>> Begin

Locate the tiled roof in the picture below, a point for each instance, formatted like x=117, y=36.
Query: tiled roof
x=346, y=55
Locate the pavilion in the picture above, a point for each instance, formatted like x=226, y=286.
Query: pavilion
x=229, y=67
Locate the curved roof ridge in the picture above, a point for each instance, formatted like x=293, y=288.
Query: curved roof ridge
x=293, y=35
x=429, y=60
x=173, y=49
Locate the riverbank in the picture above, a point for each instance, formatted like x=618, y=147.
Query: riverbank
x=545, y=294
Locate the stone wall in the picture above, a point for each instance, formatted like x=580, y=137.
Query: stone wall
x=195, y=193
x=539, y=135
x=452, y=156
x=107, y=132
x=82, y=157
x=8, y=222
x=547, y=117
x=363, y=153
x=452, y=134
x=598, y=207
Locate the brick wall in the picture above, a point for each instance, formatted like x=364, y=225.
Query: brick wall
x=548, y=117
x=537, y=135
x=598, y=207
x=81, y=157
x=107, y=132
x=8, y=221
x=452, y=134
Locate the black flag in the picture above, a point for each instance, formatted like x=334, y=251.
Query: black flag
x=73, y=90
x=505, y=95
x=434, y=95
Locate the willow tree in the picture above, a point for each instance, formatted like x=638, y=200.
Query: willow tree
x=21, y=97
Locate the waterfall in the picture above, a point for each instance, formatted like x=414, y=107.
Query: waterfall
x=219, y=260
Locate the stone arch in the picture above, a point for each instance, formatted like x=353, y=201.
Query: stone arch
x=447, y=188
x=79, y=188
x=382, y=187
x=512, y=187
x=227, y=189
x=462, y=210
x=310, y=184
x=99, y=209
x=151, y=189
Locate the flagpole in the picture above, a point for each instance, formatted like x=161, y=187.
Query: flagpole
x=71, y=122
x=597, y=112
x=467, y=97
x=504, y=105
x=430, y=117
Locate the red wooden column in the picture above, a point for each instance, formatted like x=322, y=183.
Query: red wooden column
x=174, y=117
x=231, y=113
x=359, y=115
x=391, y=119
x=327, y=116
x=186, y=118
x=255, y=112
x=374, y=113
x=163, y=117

>> End

# [Required work]
Copy out all of the material above word for word, keeping every line in its original order.

# [Result for this exercise]
Locate the tiled roof in the picture below, a point for each instance, formatted like x=117, y=36.
Query: tiled roof
x=346, y=55
Locate the pavilion in the picture above, a point for each instance, formatted like x=226, y=286.
Query: pavilion
x=229, y=67
Locate the curved roof ridge in the picture above, a point for each instance, formatted like x=293, y=288.
Query: curved roof ridge
x=293, y=35
x=429, y=60
x=173, y=49
Locate the riverbank in the picture above, a point for each instance, formatted like x=618, y=147.
Query: riverbank
x=545, y=294
Locate the stone wall in the picture above, a point for each instance, formatted like x=580, y=137.
Query: stone wall
x=195, y=193
x=539, y=135
x=452, y=156
x=107, y=132
x=82, y=157
x=8, y=222
x=547, y=117
x=363, y=153
x=452, y=134
x=598, y=207
Locate the brick wall in the picture above, a point for each instance, formatted like x=364, y=225.
Query: brick wall
x=548, y=117
x=537, y=135
x=598, y=207
x=81, y=157
x=107, y=132
x=8, y=221
x=452, y=134
Locate the black flag in the picture above, a point for each instance, formatted like x=334, y=251.
Query: black flag
x=73, y=90
x=505, y=95
x=434, y=95
Locate the willow tree in the picture above, a point for each instance, formatted like x=638, y=200.
Query: willow tree
x=21, y=97
Locate the waterfall in the picture above, a point for each instance, formatted like x=414, y=107.
Query: waterfall
x=219, y=260
Locate the stone arch in the picture above, a point for each instance, formatted like x=353, y=201.
Query: stone arch
x=447, y=188
x=79, y=188
x=382, y=187
x=512, y=187
x=227, y=189
x=462, y=210
x=310, y=184
x=99, y=209
x=151, y=189
Locate the flagpole in the picture above, a point for each instance, formatted like x=161, y=187.
Query: flagpole
x=71, y=122
x=597, y=112
x=467, y=97
x=504, y=105
x=430, y=117
Locate the red wooden column in the picture above, a point for each instance, formatted like x=322, y=183.
Query: red wooden column
x=174, y=117
x=231, y=113
x=359, y=115
x=391, y=119
x=327, y=116
x=186, y=118
x=255, y=112
x=374, y=113
x=163, y=117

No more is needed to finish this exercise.